:: TASK LIST ::
1. Show each line of the records that contains the word "point", treating uppercase and lowercase letters as different.
2. Extend the passage on armed groups capturing military bases, picking up right after its last sentence.

:: SELECTED EXCERPT ::
Another is the battle for the Mae Taung strategic
hilltop artillery base, which the AA had to capture on October 7 before it
could march on the Western Regional Military Command headquarters in Rakhine
State’s Ann Township. (The AA has reportedly used captured heavy artillery as
part of its ongoing siege of the town of Ann, but this has yet to be
confirmed.)
And the third is the Karen National Liberation
Army’s attacks on the Swe Taw Kone firebase south of Myawaddy, which was
overrun two weeks ago after a siege of several months.
In years past, it was exceedingly rare for EAOs to
attempt to overrun heavily defended firebases, although the AA made a huge
effort in early 2020 to take the Mee Wa base in Paletwa; that effort failed,
with heavy casualties inflicted, but was repeated, this time successfully, in
late 2023.
Recent mapping by the Center for Arakan Studies shows in detail the number of military and Border Guard Police (BGP) camps in each of the 10 townships the AA has overrun since November 2023. Paletwa, including the Mee Wa Tactical Operations Command that fell in early 2024, had 10 installations, while Maungdaw had 25 and Buthidaung 18. These are all major military undertakings by an army with an estimated troop strength of around 40,000 soldiers.

Saved entries:

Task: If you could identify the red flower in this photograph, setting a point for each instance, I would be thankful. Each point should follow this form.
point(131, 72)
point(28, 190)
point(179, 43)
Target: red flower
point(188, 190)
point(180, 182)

:: RESULTS BY TASK ::
1.
Task: If you could identify the red flower in this photograph, setting a point for each instance, I would be thankful. Each point should follow this form.
point(131, 72)
point(28, 190)
point(179, 43)
point(188, 190)
point(180, 182)

2.
The EAOs have long faced a disadvantage with heavy
firepower. The Brotherhood Alliance and other resistance forces have used
unguided 107mm Type 63 ground-to-ground rockets for several years, even bombing
Pyin U Lwin and Lashio in 2019. AA footage of fighting around Maungdaw in
recent months shows fighters using a range of rocket-propelled grenades and the
venerable 75mm recoilless rifle, a mainstay of Myanmar insurgent forces for
decades.
One ongoing development could be the revolution’s
use of heavier artillery, having seized multiple weapons systems from the
firebases overrun over the past year. These appear to include the
Russian-supplied D-30 122mm howitzer (Moscow delivered some 500 pieces 20 years
ago) which has a range of 15-20km, or the heavier M-46 130mm field gun, and
several variants of truck mounted Multiple Launch Rocket Systems.
The military manufactures most of its own
ammunition for these pieces, large stockpiles of which are now in resistance
armouries. The EAOs and PDFs have also captured multiple 81, 82 and 120mm
mortars, as evidenced by their ample “show and tell” after-action displays of
equipment and ammunition.
The challenge is how do revolutionary forces
repurpose them all without adequate training? Captured Sit Tat troops could
well be employed to instruct EAOs on their use, willingly or under duress, but
it’s not clear how much of the equipment has been disabled or is still
operative. But this also suggests a significant reworking of insurgent doctrine
if captured conventional weapons systems are incorporated into operations.
However, if many EAOs wish to hold onto captured territory, a transition to
conventional defence using heavier firepower is a major element of that change.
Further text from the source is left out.